» Page text
▶
Lajuana Kasprzyk was next to speak on behalf of Stella Saxon who could not attend the meeting.
“She (Saxon) wants to make it clear that everyone is here for the purpose of fiscal responsibility and that we don’t overspend what we can afford.”
“Is it fiscally responsible to throw away the monies that we have received from the grant for the courthouse and then to add to the cost by buying out a contract of a contractor that is already under contract? Kasprzyk asked. “There have been a lot of county monies spent over probably the last 15 or 16 years to get to this point -- do we throw it all away?”
“She suggests why not postpone the potential cancellation of the contract to see what the state does, as far as the budget this year with the courthouse restoration dollars,” Kasprzyk said. “The senate version as proposed and approved this past weekend contains 20 plus million dollars for courthouse restoration. The house bill contains a little over $400,000. So we know probably that there is going to be some mediation and some compromise there. Nobody knows what Karnes might be awarded or anything else but she said in the manner of fiscal responsibility, why add to what we have paid for by cancelling out this contract.”
Sandra Carter was next to speak and expressed agreement with Saxon’s remarks in regard to fiscal responsibility.
“To default on this contract or to cancel it will just say that our county just really hasn’t got any integrity left,” Carter said. “This has been worked on since the end of the 90s. A lot of people have done things. There have been people that have sat in these chairs before y’all that have done all this work and the State of Texas has been looking at our county and they have made us some promises -- we have one grant already and we may end up getting another one. I just think that the work and the integrity that went into all of this is something to really really consider.”
Truett Lee Hunt was next to speak on the topic on behalf of the Karnes County Historical Commission.
◀
» Brief 1
Answer these from the meeting account:
(a) On whose behalf did Lajuana Kasprzyk speak?
(b) How much does the house bill contain for courthouse restoration?
(c) Which group did Truett Lee Hunt speak for?
» Brief 2
Reproduce word for word the part of the meeting account that begins at the words "Sandra Carter was" and stops after "County Historical Commission.".

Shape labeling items
▶
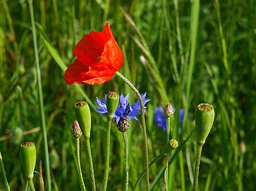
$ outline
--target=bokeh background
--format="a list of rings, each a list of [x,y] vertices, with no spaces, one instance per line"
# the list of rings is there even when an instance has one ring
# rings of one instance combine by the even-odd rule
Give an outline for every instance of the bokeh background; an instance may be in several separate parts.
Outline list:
◀
» Exercise answer 1
(a) Stella Saxon
(b) A little over $400,000
(c) The Karnes County Historical Commission

» Exercise answer 2
Sandra Carter was next to speak and expressed agreement with Saxon’s remarks in regard to fiscal responsibility.
“To default on this contract or to cancel it will just say that our county just really hasn’t got any integrity left,” Carter said. “This has been worked on since the end of the 90s. A lot of people have done things. There have been people that have sat in these chairs before y’all that have done all this work and the State of Texas has been looking at our county and they have made us some promises -- we have one grant already and we may end up getting another one. I just think that the work and the integrity that went into all of this is something to really really consider.”
Truett Lee Hunt was next to speak on the topic on behalf of the Karnes County Historical Commission.